• Document extract:
:::::
The Saint Lazare Station

The Saint Lazare Station. Claude Monet. 1877 C.E.Oil on canvas.

  • Part of a series of more than a dozen
  • Train station in Paris; Monet has been living in the city, suburban dweller; epitome of the modern, the new, the industrial. 
  • We associate Monet with waterlilies, pastoral landscapes.
  • Chimneys, modern railway bridges; completely embracing modernism. 
  • Typically, in his paintings trees frame the canvas; here, it’s the modern architecture, the diagonal lines which recede and carry our eye back. 
  • Play of light and color; entrapped space; steam plays against the sunlight above; no line or contours; we see everything dissipating; everything becomes pure light, color. 
  • Monet chose to make an ugly location luminous, an extraordinary expression of the beauty of urban modern life. Example of impressionism. 
  • Deep sea of steam and smoke that envelops the canvas
  • A component in larger project of a dozen canvases which attempts to portray all facets of the Gare Saint-Lazare.
:::::
• Data for analysis:
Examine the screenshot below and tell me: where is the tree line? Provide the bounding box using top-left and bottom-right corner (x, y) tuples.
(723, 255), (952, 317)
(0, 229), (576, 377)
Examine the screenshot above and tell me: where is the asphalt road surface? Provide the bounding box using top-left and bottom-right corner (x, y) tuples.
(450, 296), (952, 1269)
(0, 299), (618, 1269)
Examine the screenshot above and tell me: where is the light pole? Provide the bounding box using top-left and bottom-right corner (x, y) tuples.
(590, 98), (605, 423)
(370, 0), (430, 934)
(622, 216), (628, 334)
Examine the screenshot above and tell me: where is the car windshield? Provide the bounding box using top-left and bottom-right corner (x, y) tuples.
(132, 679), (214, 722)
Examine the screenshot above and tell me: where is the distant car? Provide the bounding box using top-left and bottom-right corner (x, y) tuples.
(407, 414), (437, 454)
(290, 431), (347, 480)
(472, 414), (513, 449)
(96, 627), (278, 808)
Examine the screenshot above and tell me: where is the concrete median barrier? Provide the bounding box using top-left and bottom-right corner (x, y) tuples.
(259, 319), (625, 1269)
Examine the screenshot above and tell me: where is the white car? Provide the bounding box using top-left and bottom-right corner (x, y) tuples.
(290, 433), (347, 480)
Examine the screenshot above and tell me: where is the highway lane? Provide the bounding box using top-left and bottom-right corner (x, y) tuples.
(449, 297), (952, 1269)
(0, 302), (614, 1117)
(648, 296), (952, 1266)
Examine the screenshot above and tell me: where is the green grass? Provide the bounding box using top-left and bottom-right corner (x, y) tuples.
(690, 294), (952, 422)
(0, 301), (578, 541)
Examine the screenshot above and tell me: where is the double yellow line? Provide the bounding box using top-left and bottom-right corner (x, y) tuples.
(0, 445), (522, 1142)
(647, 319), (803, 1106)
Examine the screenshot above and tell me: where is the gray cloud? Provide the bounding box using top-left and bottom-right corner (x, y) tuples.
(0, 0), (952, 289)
:::::
• Tasks and exercises:
**A.** Answer these about the notes on The Saint Lazare Station:
(i) In what year was the painting made?
(ii) What medium is it painted in?
(iii) What typically frames the canvas in Monet's paintings?
**B.** What qualities do the notes on The Saint Lazare Station say the train station is the epitome of? List all of them.
**C.** Pick up the notes on The Saint Lazare Station after their last bullet and add a few more.
The rows are separate material and have no connection to the notes on The Saint Lazare Station.

• Answers per task:
**A.**
(i) 1877 C.E.
(ii) Oil on canvas
(iii) Trees

**B.**
- The modern
- The new
- The industrial

**C.**
  • The paintings all have similar themes—including the play of light filtered through the smoke of the train shed, the billowing clouds of steam, and the locomotives that dominate the site. 
  • Light is the dominant formal element in so many Impressionist paintings
  • Rightfully been singled out as among the most impressive paintings of Impressionism.
  •  Monet renders the steam with a range of blues, pinks, violets, tans, grays, whites, blacks, and yellows. 
  • He depicts not just the steam and light—which fill the canvas—but also their effect on the site—apartments, bridges, locomotives, all of which dematerialize into a thick industrial haze.
  • Monet includes workers, steam, and industrial machines; not just the station’s impressive facade.